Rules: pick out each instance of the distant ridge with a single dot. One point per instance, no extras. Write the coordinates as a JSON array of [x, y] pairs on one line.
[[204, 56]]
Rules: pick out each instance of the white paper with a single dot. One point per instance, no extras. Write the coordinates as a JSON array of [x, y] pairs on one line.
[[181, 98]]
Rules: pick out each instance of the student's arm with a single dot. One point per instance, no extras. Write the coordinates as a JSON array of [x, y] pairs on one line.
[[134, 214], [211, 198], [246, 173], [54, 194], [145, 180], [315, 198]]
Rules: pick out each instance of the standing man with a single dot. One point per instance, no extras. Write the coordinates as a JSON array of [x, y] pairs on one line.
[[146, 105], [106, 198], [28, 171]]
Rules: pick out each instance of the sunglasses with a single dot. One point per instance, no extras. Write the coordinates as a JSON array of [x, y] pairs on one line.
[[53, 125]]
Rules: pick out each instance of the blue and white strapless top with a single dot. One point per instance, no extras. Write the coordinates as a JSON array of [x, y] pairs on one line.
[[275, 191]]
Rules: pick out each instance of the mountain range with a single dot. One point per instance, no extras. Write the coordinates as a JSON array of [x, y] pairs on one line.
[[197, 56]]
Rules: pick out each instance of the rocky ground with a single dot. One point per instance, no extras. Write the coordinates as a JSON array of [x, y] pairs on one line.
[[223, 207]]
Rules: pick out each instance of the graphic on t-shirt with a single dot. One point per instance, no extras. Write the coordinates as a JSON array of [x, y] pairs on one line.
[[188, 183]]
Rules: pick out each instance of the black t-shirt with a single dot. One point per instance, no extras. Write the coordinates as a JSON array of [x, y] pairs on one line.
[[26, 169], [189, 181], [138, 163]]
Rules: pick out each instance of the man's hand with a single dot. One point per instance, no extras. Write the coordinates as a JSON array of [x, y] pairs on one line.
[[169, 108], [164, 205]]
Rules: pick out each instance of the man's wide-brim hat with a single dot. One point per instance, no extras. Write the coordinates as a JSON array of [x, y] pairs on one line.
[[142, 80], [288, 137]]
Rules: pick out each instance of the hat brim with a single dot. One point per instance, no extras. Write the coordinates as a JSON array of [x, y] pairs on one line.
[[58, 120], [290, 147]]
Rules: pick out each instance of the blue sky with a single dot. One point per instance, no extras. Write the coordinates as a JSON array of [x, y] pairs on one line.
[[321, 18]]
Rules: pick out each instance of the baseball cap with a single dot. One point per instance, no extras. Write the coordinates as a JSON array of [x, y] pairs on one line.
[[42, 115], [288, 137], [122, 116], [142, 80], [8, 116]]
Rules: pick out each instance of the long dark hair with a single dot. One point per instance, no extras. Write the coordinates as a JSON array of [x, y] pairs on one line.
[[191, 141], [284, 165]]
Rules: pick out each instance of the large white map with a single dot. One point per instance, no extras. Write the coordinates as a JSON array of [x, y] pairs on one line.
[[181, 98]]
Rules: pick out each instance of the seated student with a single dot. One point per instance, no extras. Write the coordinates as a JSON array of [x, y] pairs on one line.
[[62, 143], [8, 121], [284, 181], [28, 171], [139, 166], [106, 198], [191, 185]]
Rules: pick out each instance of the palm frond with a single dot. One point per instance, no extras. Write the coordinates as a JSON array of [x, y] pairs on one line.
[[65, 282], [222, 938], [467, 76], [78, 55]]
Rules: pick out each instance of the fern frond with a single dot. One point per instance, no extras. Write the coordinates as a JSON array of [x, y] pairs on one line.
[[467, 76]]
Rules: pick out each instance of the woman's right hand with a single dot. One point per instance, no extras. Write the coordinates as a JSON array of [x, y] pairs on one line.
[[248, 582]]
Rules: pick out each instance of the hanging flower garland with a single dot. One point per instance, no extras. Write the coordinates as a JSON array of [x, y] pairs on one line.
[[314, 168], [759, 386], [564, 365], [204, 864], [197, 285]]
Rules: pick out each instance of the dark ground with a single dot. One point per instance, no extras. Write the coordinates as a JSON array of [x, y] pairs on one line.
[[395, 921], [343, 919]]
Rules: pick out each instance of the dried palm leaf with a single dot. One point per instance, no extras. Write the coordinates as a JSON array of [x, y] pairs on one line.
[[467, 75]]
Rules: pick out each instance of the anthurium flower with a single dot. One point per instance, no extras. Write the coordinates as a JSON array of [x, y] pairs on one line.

----

#### Task details
Return every line of the listing, word for word.

#### Your solution
Rules: pick out each instance of the distant ridge with a single dot. One point per instance, no extras. Write the coordinates as a JSON array of [x, y] pairs on one line.
[[204, 56]]
Rules: pick out each instance of the white paper with a single dot. One point per instance, no extras. Write the coordinates as a JSON array of [x, y] pairs on one line.
[[181, 98]]
Rules: pick out each instance of the student's arm with a single dot. One point per instance, no extras. Write the coordinates as a JSON array of [x, y] pairs on one line.
[[134, 214], [211, 198], [246, 173], [54, 194], [145, 180], [315, 198]]
Rules: pick out each instance of the standing man with a single dot. One point per instance, no extras. Write the coordinates as a JSON array of [x, y] pairs on one line.
[[146, 105], [106, 198], [28, 171]]
Rules: pick out each instance of the sunglasses with a single dot. One point per instance, no extras. Write the coordinates as a JSON array of [x, y] pairs on one line.
[[53, 125]]
Rules: pick out each instance of the blue and white strapless top with a single dot. One point per instance, no extras. Write the coordinates as a JSON array of [x, y] pairs on one line.
[[275, 191]]
Rules: pick out each instance of the mountain range with a single dot. One point per instance, no extras. Write the coordinates as a JSON array of [x, y] pairs on one line.
[[197, 56]]
Rules: pick out each instance of the rocky ground with a single dot. One point per instance, no extras. Write the coordinates as a JSON array of [x, y] pairs on one line.
[[223, 207]]
Rules: pick out each instance of the graphic on t-shirt with a single dot. One point per instance, no extras. Write the coordinates as a JSON array of [x, y] pairs on one line.
[[188, 183]]
Rules: pick out each instance of the black t-shirt with a single dot. One point per instance, no extras. Write the coordinates as a JSON array of [x, y] pairs on one line.
[[26, 169], [189, 181], [138, 163]]
Rules: pick out each instance of the man's hand with a single dot. One point per instance, no extras. Write the coordinates as a JSON array of [x, y] pairs on one line.
[[169, 108], [164, 205]]
Rules: pick out each instance of the man's wide-brim hat with a single dot. One point per instance, no extras. Write the coordinates as a JSON array of [x, y] pairs on one line.
[[142, 80], [288, 137]]
Rules: pick out each instance of the hat brim with a single dot. One point per instance, no extras. Write the coordinates as a JSON array of [x, y] pairs on one line.
[[58, 120], [290, 147]]
Rules: pick out each instance of the blue sky with a single dot. One point per instance, no extras. Write the coordinates as a JSON array of [x, y] pairs on one line.
[[321, 18]]
Rules: pick out each instance of the baseball cap with a single dot. One point per instance, no extras. Write the coordinates as a JSON array of [x, y] pairs on one line.
[[42, 115], [288, 137], [122, 116], [142, 80], [8, 116]]
Rules: pick out each instance of the long dark hair with a single dot. One point per instance, no extras. Write the coordinates as a JSON array of [x, y] pairs on one line.
[[191, 141], [284, 165]]
Rules: pick out each instance of the large white map with a single dot. One point per instance, no extras. Write the coordinates as a JSON array of [x, y] pairs on one line.
[[181, 98]]
Rules: pick out each instance of the seated student with a single dot. One point per instance, no extras. Write the coordinates as a JSON array of [x, y] pairs on one line.
[[62, 143], [8, 121], [284, 181], [28, 171], [139, 166], [106, 198], [191, 185]]
Rules: pick out each instance of the palm frond with a single dot. One point per instance, no extras. Write the coordinates as a JSON array of [x, y] pairs on one line.
[[65, 282], [222, 938], [467, 76], [78, 55]]
Rules: pick out each instance of the fern frond with a single dot. One point per instance, no extras. Write the coordinates as a JSON array of [x, y] pairs on one line.
[[467, 76]]
Rules: pick out each instance of the woman's right hand with a single dot. One point per instance, no extras. Write the coordinates as a JSON array of [x, y] pairs on one line.
[[248, 582]]
Rules: pick out each instance of the hanging flower garland with a single dot. One point per instance, no extras. Write the coordinates as a JSON array of [x, y] pairs on one line.
[[314, 168], [759, 386], [564, 365], [204, 864], [197, 285]]
Rules: pick out each instance of the dark ground with a single dot. One point per instance, no extras. Write the coordinates as a JSON array of [x, y] pairs on one line.
[[395, 921], [343, 919]]
Rules: pick out each instance of the dried palm leaf with a single dot. One point per instance, no extras. Write the coordinates as a JSON array of [x, y] pairs on one line.
[[467, 75]]
Rules: pick out each instance of the anthurium flower with a single dot. One point per instance, no extras. Write the coordinates as a JSON array of [x, y] pairs on one line.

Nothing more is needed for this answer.